§ Consignes à suivre:
a: Dans l'entretien sur l'anémie d'un cycliste, en quelle année et dans quelle ville se sont tenus les Championnats du Monde pour lesquels la personne interrogée a été retenue ?
b: Poursuivez l'entretien sur l'anémie d'un cycliste après sa dernière phrase.
:: Texte cité
Dans ma deuxième année Espoir, j'ai connu une anémie qui m'a fait perdre six mois. J'ai repris le vélo au mois de janvier 2009 avec une énorme envie et des meilleures jambes. Je fais de bons Championnats de France sur piste en Guadeloupe, au mois d'août. J'ai donc été retenu en Coupe du Monde dans l'hiver 2009-2010 et aux Championnats du Monde 2010 à Copenhague.

En somme, cette grosse carence en fer t'a relancé ?
Oui, elle m'a totalement changé. Je me sentais « juteux » mais j'étais surtout déterminé dans ma tête. Pendant six mois, j'ai profité de ma jeunesse, j'ai fait tous ce que font les étudiants et que normalement les cyclistes ne sont pas autorisés à faire... J'ai hésité à stopper le vélo mais Eric Vermeulen, le responsable et entraîneur du Pôle, m'avait gardé une place et il m'a incité à poursuivre : « T'es jeune, ne t'arrête pas comme ça ! » Je faisais la fête et ça m'a permis de voir quelque chose de nouveau. Mais on a vite fait le tour de cette vie-là. Quand je suis remonté en selle, je me suis dit : « C'est quand même beau le cyclisme ! »
::::
:: Contenu du corpus
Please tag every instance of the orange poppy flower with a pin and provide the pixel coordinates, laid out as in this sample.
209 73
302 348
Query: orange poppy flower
::::
§ Réponses par consigne:
a: En 2010, à Copenhague.

b:
« JE VIVOTE MAIS JE SUIS HEUREUX »

Qu'est-ce qui est beau exactement ?
D'avoir une passion et de pouvoir en vivre. Grâce à mon titre de Champion du Monde de l'américaine en 2013, j'ai décroché quelques contrats de sponsoring en particulier avec des partenaires basés à Saint-Etienne. Je vivote mais je suis heureux. Le jour où je ne m'en sors plus, j'arrête.

La suite ?
J'ai un DUT de génie civil et j'espère devenir un jour conducteur de travaux.

Depuis que tu as décroché ton maillot arc-en-ciel, poursuis-tu un nouvel objectif ?
Tout ce qui peut m'arriver depuis ce titre, c'est du bonus. Je rêvais de devenir Champion du Monde de l'américaine depuis les rangs Juniors. Je l'ai fait. Les Jeux Olympiques ? Les épreuves que je préfère, celles qui se déroulent en peloton (scratch, américaine, course aux points), ont été retirées du programme. J'ai cru un temps me qualifier pour Londres en 2012. C'était l'objectif d'Hervé Dagorne, qui entraînait un groupe pour la poursuite, avec Julien Morice, Julien Duval, Benoît Daeninck, Jonathan Mouchel et moi. Malheureusement, nous n'avons pas obtenu notre ticket.

Vous pourriez remettre vos plans pour Rio 2016 ?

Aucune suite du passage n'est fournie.